Start of Document extract
Conservation and Selection

The concept of neutral evolution led to attempts to define a subset of sequences that are evolving neutrally, to measure the unconstrained rate of sequence drift, and thereby determine which (other) sequences in the genome might be evolving more rapidly or slowly under positive or negative selection, n and therefore be functional.

One obvious candidate was the ‘redundant’ (usually third) base of synonymous codons, first exposed by the pioneering sequencing in 1983 of 11 cloned alcohol dehydrogenase (Adh) genes in natural populations of Drosophila, which revealed 43 previously hidden polymorphisms. Only one of these polymorphisms altered a codon specificity (and resulted in the known electrophoretic variant of the protein), implying that nonsynonymous changes have phenotypic consequences and are deleterious, whereas the others were possibly neutral. 114 However, later analyses showed that amino acid codon sequences are not evolving neutrally (as is also the case for many non-coding sequences), possibly reflecting selection pressures on translational efficiency or RNA structure, 115–119 with others showing that the genetic code is optimal for encoding additional information. 120–122 Later studies showed that non-coding polymorphisms affect Adh expression 123 and that Adh variants are selected indirectly. 124

The field also looked to other sequences, notably ‘pseudogenes’ (see below) and ancient retrotransposons, to estimate the rate of neutral evolution, on the questionable and likely incorrect assumption that they are non-functional (Chapter 10), leading to a vast underestimation of the amount of the human genome that is under selection (Chapter 11).
End of Document extract
Start of Data supplied
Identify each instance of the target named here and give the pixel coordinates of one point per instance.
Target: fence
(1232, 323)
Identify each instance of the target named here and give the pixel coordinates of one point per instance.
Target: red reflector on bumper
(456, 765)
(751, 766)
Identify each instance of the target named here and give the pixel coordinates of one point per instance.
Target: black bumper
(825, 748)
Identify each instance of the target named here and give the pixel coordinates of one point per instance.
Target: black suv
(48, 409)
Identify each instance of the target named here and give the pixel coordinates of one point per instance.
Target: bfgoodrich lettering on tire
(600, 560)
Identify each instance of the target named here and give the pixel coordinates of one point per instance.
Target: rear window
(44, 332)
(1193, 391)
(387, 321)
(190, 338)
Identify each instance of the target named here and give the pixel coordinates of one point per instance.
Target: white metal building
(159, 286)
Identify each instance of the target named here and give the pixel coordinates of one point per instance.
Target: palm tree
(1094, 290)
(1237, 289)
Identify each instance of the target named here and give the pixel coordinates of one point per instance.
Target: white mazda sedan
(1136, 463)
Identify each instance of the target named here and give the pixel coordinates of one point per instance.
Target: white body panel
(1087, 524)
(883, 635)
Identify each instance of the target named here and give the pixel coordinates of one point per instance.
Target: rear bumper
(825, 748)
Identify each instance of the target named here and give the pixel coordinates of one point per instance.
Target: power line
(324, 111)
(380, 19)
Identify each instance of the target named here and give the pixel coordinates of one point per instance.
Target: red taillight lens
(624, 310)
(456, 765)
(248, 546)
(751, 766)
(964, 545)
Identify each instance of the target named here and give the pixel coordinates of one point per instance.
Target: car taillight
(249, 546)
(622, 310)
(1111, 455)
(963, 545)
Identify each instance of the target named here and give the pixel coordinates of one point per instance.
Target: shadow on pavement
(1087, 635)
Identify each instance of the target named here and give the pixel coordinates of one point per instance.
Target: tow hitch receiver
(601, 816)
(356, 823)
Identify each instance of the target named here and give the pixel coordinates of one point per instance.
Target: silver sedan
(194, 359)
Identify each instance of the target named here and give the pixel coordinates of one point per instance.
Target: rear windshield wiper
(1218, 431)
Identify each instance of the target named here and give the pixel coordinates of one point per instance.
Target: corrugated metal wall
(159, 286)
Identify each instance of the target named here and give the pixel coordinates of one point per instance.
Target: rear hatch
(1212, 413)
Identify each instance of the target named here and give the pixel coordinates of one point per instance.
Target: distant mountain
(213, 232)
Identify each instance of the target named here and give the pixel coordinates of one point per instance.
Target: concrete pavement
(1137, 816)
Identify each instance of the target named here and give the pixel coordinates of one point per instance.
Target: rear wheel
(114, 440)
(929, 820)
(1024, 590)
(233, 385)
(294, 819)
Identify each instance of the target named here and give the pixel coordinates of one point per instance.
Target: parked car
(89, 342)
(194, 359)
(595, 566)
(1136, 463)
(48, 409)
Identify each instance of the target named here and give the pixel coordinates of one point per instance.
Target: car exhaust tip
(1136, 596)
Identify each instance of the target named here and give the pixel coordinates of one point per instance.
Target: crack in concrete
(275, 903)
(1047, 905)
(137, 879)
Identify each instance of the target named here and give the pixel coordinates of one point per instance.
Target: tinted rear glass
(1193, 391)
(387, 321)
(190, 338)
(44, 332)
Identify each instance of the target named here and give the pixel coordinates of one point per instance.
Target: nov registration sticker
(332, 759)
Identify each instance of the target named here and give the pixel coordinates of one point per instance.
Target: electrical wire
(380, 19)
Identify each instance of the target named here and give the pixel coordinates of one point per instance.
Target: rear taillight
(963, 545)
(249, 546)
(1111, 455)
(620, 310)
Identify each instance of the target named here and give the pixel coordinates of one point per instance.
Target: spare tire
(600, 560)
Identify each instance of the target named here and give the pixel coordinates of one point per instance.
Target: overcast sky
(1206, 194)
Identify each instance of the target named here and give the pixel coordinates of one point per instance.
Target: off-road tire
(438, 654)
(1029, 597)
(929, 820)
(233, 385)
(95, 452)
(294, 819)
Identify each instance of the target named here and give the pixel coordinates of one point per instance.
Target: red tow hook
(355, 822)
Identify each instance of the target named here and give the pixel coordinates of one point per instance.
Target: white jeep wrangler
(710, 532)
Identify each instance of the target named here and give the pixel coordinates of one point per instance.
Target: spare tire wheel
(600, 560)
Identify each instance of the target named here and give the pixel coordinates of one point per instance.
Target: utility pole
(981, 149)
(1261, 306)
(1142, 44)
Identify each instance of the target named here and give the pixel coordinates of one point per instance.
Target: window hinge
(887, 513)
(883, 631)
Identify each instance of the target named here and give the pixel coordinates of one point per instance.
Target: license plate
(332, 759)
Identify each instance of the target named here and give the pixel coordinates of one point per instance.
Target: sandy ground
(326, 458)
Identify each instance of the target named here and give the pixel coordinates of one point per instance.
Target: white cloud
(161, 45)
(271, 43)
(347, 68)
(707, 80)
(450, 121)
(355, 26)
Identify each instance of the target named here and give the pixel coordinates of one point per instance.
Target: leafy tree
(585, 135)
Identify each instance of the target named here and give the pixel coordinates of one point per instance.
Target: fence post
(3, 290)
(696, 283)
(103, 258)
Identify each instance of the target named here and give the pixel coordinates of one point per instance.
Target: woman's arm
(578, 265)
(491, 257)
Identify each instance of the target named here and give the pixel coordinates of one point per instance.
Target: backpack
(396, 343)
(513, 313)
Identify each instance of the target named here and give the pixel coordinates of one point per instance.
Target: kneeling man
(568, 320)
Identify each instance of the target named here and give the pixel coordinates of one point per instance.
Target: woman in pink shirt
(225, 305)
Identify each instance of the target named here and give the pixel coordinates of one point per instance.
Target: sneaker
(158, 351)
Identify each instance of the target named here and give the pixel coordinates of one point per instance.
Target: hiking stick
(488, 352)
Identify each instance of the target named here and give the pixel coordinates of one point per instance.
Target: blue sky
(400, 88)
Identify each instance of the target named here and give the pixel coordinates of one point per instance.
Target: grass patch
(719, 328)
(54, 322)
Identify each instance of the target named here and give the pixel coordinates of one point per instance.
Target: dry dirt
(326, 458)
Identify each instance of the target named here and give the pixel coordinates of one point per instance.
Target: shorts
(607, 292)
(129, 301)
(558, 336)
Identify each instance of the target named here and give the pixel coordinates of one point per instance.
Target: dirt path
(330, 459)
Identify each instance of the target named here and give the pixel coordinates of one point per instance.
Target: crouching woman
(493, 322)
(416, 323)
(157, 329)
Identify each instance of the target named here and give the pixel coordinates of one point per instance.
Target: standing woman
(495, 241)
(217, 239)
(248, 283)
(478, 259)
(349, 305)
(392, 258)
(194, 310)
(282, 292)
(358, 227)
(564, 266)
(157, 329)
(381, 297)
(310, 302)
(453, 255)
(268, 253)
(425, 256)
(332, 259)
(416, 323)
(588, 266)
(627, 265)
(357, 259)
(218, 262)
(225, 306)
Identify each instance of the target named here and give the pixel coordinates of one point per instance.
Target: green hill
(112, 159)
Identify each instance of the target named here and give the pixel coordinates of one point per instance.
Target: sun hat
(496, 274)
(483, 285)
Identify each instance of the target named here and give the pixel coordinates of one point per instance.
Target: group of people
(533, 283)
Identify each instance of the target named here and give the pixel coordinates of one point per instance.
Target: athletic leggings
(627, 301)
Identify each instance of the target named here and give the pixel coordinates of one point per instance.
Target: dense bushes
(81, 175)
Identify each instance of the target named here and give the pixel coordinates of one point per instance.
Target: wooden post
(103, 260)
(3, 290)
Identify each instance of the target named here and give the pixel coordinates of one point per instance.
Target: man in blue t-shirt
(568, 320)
End of Data supplied
The task. In the text on conservation and selection, how many previously hidden polymorphisms did the 1983 sequencing of Drosophila Adh genes reveal?

Expected answer. 43